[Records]

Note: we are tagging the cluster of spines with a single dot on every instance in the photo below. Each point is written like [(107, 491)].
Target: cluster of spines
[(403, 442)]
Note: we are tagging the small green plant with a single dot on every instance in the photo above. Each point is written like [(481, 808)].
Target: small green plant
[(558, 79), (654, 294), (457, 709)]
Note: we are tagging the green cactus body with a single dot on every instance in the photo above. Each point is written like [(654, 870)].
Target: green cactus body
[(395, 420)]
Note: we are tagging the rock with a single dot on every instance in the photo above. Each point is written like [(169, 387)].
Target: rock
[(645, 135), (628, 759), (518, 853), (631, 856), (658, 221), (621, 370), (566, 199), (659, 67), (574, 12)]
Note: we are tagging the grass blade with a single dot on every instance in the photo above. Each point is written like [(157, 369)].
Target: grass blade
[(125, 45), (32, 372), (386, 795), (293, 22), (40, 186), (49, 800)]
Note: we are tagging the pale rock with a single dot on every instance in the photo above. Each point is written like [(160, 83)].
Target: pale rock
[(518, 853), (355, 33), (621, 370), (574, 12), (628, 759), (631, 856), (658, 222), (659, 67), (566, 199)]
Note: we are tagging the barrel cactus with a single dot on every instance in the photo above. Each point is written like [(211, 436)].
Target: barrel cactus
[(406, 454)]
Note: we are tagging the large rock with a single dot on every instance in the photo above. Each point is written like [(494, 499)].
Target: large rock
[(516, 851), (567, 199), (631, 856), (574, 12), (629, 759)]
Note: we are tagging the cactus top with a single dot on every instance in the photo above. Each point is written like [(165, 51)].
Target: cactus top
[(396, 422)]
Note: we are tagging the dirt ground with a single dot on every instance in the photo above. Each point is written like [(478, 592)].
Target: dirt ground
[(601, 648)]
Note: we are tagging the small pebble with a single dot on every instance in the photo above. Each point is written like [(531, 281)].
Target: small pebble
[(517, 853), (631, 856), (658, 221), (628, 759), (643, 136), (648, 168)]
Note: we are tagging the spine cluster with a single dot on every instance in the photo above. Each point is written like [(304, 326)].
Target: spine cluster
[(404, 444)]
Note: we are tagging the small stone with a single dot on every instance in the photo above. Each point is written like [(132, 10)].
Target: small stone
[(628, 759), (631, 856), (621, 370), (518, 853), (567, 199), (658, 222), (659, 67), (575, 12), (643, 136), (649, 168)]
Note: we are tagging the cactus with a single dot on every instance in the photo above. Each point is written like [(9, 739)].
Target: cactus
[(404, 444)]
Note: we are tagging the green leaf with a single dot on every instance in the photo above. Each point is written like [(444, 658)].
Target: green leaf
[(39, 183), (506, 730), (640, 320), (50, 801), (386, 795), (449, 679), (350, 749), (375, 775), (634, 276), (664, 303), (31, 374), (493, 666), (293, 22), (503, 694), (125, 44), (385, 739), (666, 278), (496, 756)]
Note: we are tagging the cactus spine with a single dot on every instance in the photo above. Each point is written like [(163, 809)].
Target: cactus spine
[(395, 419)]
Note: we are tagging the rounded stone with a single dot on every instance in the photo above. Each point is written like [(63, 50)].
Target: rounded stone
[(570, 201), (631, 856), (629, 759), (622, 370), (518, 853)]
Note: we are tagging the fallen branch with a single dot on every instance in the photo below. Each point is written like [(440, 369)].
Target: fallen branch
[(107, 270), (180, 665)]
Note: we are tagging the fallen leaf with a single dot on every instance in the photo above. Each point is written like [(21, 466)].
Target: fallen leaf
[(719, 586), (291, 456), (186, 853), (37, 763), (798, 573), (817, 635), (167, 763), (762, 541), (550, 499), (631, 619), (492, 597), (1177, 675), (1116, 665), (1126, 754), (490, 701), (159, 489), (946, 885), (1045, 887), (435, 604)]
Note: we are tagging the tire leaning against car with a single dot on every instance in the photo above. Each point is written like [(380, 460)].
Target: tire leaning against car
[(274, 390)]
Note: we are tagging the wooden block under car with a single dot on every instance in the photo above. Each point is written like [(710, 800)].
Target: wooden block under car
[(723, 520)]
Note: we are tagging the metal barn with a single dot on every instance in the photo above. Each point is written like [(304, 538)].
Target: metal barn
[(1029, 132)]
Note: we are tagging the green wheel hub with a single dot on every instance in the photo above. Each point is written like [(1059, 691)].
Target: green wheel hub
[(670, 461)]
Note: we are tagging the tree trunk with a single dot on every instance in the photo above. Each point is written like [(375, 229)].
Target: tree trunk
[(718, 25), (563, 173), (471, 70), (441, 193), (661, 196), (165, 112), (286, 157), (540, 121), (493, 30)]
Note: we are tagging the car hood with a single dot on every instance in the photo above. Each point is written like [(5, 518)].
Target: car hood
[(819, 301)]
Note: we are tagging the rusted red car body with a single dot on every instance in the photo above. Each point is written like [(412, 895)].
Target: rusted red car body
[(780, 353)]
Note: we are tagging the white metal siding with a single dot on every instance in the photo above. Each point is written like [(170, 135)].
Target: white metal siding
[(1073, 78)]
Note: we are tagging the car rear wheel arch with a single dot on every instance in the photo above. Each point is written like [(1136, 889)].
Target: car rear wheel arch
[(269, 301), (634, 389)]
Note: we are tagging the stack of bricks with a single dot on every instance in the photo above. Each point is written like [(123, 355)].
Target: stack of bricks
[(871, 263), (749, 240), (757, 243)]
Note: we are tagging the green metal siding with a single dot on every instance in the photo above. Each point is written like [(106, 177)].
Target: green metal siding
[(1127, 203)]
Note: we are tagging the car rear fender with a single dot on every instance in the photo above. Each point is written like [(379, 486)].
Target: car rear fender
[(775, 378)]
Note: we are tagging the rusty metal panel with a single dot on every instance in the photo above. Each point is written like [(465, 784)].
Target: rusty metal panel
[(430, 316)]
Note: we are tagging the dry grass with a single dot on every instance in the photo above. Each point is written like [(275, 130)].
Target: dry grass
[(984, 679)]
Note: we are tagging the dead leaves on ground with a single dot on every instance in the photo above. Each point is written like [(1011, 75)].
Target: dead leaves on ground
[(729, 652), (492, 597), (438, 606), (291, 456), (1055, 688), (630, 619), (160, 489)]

--

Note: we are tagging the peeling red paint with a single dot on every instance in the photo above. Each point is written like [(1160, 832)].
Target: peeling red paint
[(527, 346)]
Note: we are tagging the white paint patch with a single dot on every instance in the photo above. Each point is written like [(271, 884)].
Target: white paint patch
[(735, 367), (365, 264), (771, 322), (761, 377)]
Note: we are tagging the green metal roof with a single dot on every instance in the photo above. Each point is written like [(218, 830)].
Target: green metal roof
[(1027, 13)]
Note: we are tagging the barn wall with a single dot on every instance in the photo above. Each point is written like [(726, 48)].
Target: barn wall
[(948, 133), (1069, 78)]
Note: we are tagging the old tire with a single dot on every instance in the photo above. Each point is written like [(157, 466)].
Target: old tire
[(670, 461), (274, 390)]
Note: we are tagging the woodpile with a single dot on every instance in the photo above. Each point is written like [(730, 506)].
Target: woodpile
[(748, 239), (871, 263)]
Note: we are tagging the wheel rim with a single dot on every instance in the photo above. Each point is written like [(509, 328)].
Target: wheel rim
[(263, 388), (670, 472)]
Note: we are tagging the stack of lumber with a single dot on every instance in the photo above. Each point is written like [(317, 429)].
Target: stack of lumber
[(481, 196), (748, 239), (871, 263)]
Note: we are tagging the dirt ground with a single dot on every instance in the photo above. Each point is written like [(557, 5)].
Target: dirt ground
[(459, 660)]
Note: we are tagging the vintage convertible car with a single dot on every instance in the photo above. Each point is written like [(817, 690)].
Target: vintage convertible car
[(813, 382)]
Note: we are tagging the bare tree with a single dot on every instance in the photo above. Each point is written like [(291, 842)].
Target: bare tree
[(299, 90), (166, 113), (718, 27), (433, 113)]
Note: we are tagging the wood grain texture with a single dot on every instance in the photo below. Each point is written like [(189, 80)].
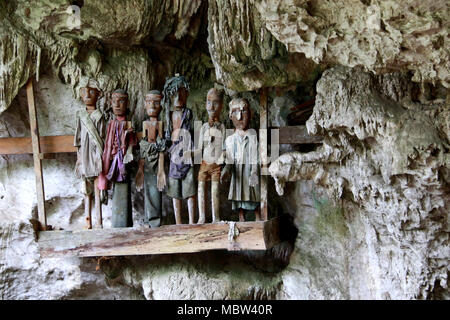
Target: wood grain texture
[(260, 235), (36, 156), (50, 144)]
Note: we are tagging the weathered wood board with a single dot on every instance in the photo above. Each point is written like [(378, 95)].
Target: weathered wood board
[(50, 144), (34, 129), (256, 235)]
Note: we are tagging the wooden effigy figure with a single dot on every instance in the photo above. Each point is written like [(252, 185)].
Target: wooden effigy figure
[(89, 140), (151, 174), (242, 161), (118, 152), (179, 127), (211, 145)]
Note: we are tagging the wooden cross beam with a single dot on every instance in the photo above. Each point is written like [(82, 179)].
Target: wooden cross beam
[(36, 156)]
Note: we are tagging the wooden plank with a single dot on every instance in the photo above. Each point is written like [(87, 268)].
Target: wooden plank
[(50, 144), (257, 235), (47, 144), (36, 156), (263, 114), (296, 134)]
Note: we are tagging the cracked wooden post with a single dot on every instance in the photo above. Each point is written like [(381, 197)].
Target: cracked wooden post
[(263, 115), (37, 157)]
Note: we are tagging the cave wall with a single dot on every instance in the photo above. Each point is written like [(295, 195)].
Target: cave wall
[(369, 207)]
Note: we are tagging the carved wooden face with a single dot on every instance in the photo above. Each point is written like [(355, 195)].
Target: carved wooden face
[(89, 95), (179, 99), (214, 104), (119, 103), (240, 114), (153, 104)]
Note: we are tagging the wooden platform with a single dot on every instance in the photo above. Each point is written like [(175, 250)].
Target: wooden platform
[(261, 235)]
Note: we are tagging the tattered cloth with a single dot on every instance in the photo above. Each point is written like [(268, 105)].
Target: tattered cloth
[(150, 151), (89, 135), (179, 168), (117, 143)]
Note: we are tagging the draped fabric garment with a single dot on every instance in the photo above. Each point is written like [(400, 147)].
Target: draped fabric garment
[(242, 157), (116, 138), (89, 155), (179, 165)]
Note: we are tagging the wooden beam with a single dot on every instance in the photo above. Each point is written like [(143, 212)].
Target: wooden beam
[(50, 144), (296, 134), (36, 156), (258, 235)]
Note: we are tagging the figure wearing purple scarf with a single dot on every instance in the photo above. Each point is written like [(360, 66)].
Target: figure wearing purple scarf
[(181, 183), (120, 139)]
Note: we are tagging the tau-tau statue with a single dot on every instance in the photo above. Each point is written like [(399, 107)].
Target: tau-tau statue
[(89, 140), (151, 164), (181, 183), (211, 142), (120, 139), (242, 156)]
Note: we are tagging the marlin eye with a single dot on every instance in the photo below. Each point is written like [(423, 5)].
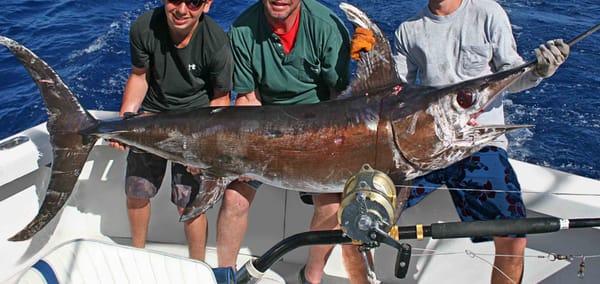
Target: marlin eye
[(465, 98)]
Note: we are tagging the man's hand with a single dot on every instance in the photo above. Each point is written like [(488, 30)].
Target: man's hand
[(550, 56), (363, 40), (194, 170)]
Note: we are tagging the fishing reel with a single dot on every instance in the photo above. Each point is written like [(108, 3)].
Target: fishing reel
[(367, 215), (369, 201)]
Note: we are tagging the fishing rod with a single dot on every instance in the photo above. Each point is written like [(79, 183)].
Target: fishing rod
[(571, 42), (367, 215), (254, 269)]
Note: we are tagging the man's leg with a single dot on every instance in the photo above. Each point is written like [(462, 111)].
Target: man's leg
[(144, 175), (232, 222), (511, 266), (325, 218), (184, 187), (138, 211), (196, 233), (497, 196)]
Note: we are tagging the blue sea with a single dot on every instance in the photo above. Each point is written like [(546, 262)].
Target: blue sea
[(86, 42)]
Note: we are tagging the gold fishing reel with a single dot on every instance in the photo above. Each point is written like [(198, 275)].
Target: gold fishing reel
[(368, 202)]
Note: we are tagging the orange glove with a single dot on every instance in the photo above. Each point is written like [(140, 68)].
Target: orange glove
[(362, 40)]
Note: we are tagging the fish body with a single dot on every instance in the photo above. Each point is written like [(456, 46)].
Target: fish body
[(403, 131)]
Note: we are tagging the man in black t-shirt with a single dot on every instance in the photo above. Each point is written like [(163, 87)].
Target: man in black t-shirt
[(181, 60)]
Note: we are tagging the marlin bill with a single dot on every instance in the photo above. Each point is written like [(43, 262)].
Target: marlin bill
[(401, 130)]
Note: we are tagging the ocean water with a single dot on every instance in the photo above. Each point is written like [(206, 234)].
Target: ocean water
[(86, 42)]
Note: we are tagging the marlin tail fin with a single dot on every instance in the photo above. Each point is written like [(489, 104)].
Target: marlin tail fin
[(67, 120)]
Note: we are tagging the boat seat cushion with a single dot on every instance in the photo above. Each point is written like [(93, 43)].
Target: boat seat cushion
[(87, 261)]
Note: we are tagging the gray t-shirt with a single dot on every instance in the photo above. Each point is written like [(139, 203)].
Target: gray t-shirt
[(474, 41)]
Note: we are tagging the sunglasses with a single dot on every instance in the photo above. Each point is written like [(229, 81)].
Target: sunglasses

--

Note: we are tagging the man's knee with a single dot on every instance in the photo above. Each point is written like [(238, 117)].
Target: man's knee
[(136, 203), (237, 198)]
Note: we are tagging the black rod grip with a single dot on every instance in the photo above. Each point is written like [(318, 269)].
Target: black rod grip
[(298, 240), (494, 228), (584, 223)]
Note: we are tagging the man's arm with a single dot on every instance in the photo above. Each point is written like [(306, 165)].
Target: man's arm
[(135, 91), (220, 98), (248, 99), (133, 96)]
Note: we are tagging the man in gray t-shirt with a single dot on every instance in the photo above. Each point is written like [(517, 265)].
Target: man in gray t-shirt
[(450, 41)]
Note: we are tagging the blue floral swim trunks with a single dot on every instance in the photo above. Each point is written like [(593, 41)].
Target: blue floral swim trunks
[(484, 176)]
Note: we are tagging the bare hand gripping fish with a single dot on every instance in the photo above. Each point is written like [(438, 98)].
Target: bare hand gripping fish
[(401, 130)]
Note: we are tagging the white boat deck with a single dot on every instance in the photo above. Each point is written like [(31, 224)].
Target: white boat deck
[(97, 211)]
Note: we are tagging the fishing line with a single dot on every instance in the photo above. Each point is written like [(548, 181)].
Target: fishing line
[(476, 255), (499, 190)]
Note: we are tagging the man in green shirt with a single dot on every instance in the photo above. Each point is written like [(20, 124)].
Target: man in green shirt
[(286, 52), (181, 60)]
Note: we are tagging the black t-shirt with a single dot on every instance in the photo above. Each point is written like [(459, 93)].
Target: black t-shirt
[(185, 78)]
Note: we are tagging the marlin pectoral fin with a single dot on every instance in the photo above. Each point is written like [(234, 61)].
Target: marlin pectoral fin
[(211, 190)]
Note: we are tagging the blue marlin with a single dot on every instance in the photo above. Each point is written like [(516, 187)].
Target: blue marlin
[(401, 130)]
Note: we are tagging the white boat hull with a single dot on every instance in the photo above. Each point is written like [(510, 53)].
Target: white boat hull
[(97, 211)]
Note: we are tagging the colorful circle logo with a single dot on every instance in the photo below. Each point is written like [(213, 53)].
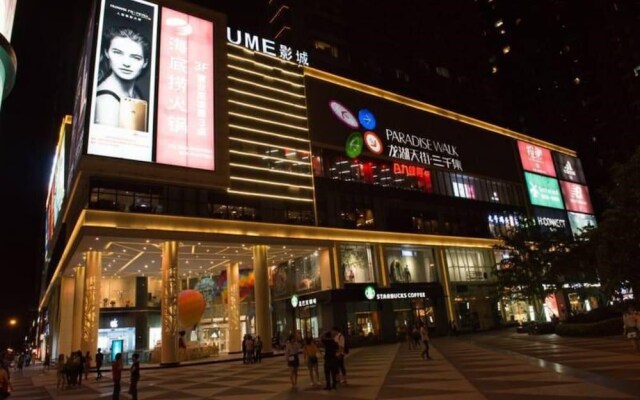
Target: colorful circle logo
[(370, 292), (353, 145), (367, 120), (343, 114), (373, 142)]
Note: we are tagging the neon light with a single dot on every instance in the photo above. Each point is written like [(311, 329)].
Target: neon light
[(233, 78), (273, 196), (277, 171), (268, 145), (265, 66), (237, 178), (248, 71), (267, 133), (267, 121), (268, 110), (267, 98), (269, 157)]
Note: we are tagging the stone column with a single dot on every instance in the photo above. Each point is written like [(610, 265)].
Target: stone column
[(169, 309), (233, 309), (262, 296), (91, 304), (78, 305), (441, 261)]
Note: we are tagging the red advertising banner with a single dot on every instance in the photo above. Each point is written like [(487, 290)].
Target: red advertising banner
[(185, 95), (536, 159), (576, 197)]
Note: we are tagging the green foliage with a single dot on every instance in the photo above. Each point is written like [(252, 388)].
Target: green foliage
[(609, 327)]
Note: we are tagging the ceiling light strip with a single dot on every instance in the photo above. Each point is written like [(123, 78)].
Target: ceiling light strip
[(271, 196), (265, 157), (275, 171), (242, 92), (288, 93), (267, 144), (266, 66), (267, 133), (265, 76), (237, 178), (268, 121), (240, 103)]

> [WHAT NEEDS TO BE DONE]:
Tally the lines of the items above that contain the word "cluster" and give only that number.

> [WRITTEN RESPONSE]:
4